- Wat gevraagd wordt
Bewerk de regels hieronder en zet in alle items "reduced polygon" op de plaats van elke "simplified polygon". Laat verder alles ongewijzigd.

- Gegevens voor regiosegmentatie
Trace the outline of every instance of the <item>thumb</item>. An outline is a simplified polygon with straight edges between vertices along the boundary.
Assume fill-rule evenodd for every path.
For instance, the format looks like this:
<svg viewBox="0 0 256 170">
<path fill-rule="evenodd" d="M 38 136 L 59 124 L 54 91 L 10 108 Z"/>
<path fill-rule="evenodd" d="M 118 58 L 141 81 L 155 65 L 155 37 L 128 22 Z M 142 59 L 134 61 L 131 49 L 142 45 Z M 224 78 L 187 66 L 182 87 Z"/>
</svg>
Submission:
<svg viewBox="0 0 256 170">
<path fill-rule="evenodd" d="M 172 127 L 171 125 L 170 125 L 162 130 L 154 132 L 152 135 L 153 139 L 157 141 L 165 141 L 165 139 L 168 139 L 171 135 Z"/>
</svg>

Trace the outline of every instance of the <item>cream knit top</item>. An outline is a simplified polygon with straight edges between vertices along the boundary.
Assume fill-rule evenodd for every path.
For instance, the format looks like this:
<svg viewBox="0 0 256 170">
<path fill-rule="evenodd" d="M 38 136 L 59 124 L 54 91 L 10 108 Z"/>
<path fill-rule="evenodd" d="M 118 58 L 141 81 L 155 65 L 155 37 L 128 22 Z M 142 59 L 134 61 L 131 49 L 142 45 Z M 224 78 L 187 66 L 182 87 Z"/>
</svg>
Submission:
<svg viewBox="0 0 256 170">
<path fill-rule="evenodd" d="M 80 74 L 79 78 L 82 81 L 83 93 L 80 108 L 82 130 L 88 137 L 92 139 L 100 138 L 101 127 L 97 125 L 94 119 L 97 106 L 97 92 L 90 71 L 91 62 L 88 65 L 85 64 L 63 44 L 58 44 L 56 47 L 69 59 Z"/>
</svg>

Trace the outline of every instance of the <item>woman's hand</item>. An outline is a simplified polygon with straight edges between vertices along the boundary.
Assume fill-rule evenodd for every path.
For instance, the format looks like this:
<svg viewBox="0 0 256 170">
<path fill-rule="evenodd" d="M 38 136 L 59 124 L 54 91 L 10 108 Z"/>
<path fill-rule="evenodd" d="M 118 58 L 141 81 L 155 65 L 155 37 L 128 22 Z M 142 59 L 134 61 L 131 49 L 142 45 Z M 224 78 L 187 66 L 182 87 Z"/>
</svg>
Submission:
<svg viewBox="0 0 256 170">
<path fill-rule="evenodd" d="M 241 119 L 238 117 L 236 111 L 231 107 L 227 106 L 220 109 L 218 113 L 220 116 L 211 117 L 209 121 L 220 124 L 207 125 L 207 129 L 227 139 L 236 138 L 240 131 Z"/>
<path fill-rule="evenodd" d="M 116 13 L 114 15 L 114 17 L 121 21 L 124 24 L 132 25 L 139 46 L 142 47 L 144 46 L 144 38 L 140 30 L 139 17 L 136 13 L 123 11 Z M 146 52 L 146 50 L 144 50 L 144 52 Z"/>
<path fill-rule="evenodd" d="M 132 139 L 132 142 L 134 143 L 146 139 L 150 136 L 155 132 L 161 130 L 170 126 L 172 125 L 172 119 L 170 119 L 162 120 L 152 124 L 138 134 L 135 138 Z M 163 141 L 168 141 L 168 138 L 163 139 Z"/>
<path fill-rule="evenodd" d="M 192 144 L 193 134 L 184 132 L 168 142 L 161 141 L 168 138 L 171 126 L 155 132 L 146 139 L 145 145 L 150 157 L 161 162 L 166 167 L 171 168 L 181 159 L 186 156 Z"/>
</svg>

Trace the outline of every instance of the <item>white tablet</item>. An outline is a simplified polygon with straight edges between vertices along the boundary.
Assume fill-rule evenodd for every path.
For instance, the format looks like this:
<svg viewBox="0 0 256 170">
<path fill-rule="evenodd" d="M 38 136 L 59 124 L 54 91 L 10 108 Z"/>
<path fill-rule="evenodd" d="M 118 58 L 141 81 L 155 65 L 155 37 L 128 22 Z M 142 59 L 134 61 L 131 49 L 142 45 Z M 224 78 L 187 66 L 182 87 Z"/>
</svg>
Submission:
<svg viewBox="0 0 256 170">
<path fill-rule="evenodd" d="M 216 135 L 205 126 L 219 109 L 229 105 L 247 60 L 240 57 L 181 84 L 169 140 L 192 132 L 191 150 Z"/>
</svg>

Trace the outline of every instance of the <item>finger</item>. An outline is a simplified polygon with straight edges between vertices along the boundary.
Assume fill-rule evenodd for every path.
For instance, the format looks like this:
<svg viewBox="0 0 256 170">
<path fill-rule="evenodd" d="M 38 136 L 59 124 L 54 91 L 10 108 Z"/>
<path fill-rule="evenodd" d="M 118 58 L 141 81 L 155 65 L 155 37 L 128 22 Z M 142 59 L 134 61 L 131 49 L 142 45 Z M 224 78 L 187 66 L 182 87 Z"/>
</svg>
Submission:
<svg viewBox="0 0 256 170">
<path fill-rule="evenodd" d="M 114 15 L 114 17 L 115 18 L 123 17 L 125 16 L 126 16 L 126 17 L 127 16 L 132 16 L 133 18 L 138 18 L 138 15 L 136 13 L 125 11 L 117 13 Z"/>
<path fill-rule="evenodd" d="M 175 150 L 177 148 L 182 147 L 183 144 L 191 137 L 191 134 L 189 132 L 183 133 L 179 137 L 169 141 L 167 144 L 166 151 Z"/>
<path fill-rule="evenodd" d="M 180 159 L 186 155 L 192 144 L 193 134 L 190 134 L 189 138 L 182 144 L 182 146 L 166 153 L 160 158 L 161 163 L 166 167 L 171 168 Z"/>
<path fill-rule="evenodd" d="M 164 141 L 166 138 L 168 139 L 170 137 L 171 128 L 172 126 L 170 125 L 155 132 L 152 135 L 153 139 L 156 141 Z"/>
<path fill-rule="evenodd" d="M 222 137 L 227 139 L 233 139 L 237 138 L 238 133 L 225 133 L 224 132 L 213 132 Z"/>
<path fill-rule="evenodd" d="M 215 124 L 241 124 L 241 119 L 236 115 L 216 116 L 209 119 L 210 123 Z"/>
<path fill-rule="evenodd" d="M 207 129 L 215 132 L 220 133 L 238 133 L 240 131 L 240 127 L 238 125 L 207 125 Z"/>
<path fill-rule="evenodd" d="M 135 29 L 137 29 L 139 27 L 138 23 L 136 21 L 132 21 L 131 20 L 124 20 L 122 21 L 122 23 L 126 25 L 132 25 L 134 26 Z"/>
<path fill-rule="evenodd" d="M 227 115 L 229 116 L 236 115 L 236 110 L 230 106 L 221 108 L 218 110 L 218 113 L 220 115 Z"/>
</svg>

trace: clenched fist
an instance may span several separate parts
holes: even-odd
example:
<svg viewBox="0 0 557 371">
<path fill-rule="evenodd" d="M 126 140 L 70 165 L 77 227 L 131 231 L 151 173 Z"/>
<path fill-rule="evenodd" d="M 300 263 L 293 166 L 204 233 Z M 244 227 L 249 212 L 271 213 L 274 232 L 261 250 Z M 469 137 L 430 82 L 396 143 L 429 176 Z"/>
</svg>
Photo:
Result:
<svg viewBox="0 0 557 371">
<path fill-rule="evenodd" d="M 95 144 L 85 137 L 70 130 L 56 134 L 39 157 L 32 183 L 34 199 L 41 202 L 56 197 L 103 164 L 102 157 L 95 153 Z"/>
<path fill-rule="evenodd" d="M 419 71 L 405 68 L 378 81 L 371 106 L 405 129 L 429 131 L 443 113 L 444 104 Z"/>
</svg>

- Antwoord
Trace the outline of every instance of the <item>thumb</item>. An outline is a reduced polygon with straight edges between vertices along the boundary.
Assume fill-rule evenodd for every path.
For instance, the format looks like this:
<svg viewBox="0 0 256 170">
<path fill-rule="evenodd" d="M 38 136 L 59 124 L 54 91 L 10 108 Z"/>
<path fill-rule="evenodd" d="M 118 58 L 141 81 L 155 65 L 155 37 L 128 22 Z M 142 59 L 134 61 L 131 49 L 142 45 Z M 224 78 L 187 66 L 182 87 Z"/>
</svg>
Submission:
<svg viewBox="0 0 256 170">
<path fill-rule="evenodd" d="M 172 127 L 171 125 L 170 125 L 162 130 L 154 132 L 152 135 L 153 139 L 157 141 L 165 141 L 165 139 L 168 139 L 171 135 Z"/>
</svg>

Trace the outline of every instance of the <item>cream knit top</item>. An outline is a reduced polygon with straight edges between vertices along the boundary.
Assume fill-rule evenodd for every path.
For instance, the format looks like this:
<svg viewBox="0 0 256 170">
<path fill-rule="evenodd" d="M 38 136 L 59 124 L 54 91 L 10 108 Z"/>
<path fill-rule="evenodd" d="M 118 58 L 141 81 L 155 65 L 155 37 L 128 22 Z M 142 59 L 134 61 L 131 49 L 142 45 Z M 224 78 L 187 66 L 182 87 Z"/>
</svg>
Submission:
<svg viewBox="0 0 256 170">
<path fill-rule="evenodd" d="M 80 74 L 79 78 L 82 81 L 83 93 L 80 108 L 82 130 L 88 137 L 92 139 L 100 138 L 101 127 L 97 125 L 94 119 L 97 106 L 97 92 L 90 71 L 91 62 L 88 65 L 85 64 L 63 44 L 58 44 L 56 47 L 69 59 Z"/>
</svg>

Trace the outline of every instance of the <item>woman's hand</item>. An outline is a reduced polygon with straight edges between vertices along the boundary.
Assume fill-rule evenodd for every path.
For instance, the format looks like this:
<svg viewBox="0 0 256 170">
<path fill-rule="evenodd" d="M 38 136 L 59 124 L 54 91 L 10 108 Z"/>
<path fill-rule="evenodd" d="M 118 58 L 141 81 L 155 65 L 155 37 L 128 22 Z M 142 59 L 134 61 L 131 49 L 142 45 Z M 224 78 L 187 66 L 182 87 Z"/>
</svg>
Submission:
<svg viewBox="0 0 256 170">
<path fill-rule="evenodd" d="M 241 119 L 238 117 L 236 111 L 231 107 L 227 106 L 220 109 L 218 113 L 220 116 L 211 117 L 209 121 L 220 124 L 207 125 L 207 129 L 227 139 L 236 138 L 240 131 Z"/>
<path fill-rule="evenodd" d="M 116 13 L 114 15 L 114 17 L 121 21 L 124 24 L 132 25 L 139 46 L 142 47 L 144 46 L 144 38 L 140 30 L 139 17 L 136 13 L 123 11 Z M 146 52 L 146 50 L 144 50 L 144 52 Z"/>
<path fill-rule="evenodd" d="M 132 139 L 132 142 L 134 143 L 146 139 L 150 136 L 155 132 L 161 130 L 170 126 L 172 125 L 172 119 L 170 119 L 162 120 L 152 124 L 138 134 L 135 138 Z M 163 141 L 168 141 L 168 138 L 163 139 Z"/>
<path fill-rule="evenodd" d="M 192 144 L 193 134 L 184 132 L 168 142 L 161 141 L 168 138 L 171 126 L 155 132 L 146 139 L 145 145 L 150 157 L 161 162 L 166 167 L 171 168 L 181 159 L 186 156 Z"/>
</svg>

Trace the outline of every instance of the <item>white tablet</item>. An outline is a reduced polygon with straight edges between vertices along the boundary.
Assume fill-rule evenodd for every path.
For instance, the format looks like this:
<svg viewBox="0 0 256 170">
<path fill-rule="evenodd" d="M 38 136 L 59 124 L 54 91 L 10 108 Z"/>
<path fill-rule="evenodd" d="M 118 58 L 141 81 L 155 65 L 155 37 L 128 22 Z M 142 59 L 134 61 L 131 49 L 142 45 Z M 224 78 L 187 66 L 182 87 Z"/>
</svg>
Submission:
<svg viewBox="0 0 256 170">
<path fill-rule="evenodd" d="M 216 135 L 205 126 L 219 109 L 229 105 L 247 60 L 240 57 L 181 84 L 169 140 L 192 132 L 191 150 Z"/>
</svg>

Trace the outline of every instance of the <item>finger</item>. An outline is a reduced polygon with straight edges between vertices along the boundary.
Assume fill-rule evenodd for every path.
For instance, the format looks like this:
<svg viewBox="0 0 256 170">
<path fill-rule="evenodd" d="M 38 136 L 59 124 L 54 91 L 10 108 Z"/>
<path fill-rule="evenodd" d="M 118 58 L 141 81 L 155 65 L 155 37 L 128 22 Z M 142 59 L 134 61 L 131 49 L 142 45 Z M 224 78 L 187 66 L 182 87 Z"/>
</svg>
Submission:
<svg viewBox="0 0 256 170">
<path fill-rule="evenodd" d="M 114 15 L 114 17 L 115 18 L 123 17 L 125 16 L 126 16 L 126 17 L 127 16 L 132 16 L 133 18 L 138 18 L 138 15 L 136 13 L 125 11 L 117 13 Z"/>
<path fill-rule="evenodd" d="M 175 150 L 177 148 L 182 147 L 183 144 L 191 137 L 191 134 L 189 132 L 183 133 L 179 137 L 169 141 L 167 144 L 166 151 Z"/>
<path fill-rule="evenodd" d="M 180 159 L 186 155 L 192 144 L 193 134 L 190 134 L 189 138 L 182 144 L 182 146 L 166 153 L 160 158 L 161 163 L 166 167 L 171 168 Z"/>
<path fill-rule="evenodd" d="M 164 141 L 166 138 L 168 139 L 170 137 L 171 128 L 172 126 L 170 125 L 155 132 L 152 135 L 153 139 L 156 141 Z"/>
<path fill-rule="evenodd" d="M 222 137 L 227 139 L 233 139 L 237 138 L 238 133 L 225 133 L 224 132 L 213 132 Z"/>
<path fill-rule="evenodd" d="M 215 124 L 241 124 L 241 119 L 236 115 L 216 116 L 209 119 L 210 123 Z"/>
<path fill-rule="evenodd" d="M 207 129 L 215 132 L 220 133 L 238 133 L 240 131 L 240 127 L 238 125 L 207 125 Z"/>
<path fill-rule="evenodd" d="M 135 29 L 137 29 L 139 27 L 138 23 L 136 21 L 132 21 L 131 20 L 124 20 L 122 21 L 122 23 L 126 25 L 132 25 L 134 26 Z"/>
<path fill-rule="evenodd" d="M 227 115 L 229 116 L 236 115 L 236 110 L 230 106 L 221 108 L 218 110 L 218 113 L 220 115 Z"/>
</svg>

trace: clenched fist
an instance may span several separate parts
holes: even-odd
example:
<svg viewBox="0 0 557 371">
<path fill-rule="evenodd" d="M 126 140 L 70 165 L 77 227 L 131 231 L 151 173 Z"/>
<path fill-rule="evenodd" d="M 300 263 L 293 166 L 204 233 Z M 244 227 L 249 212 L 271 213 L 274 232 L 261 250 Z M 469 137 L 430 82 L 396 143 L 429 176 Z"/>
</svg>
Photo:
Result:
<svg viewBox="0 0 557 371">
<path fill-rule="evenodd" d="M 95 144 L 85 137 L 70 130 L 56 134 L 39 157 L 32 183 L 34 199 L 41 202 L 56 197 L 103 164 L 102 157 L 95 153 Z"/>
<path fill-rule="evenodd" d="M 419 71 L 405 68 L 378 81 L 371 106 L 405 129 L 429 131 L 443 113 L 444 104 Z"/>
</svg>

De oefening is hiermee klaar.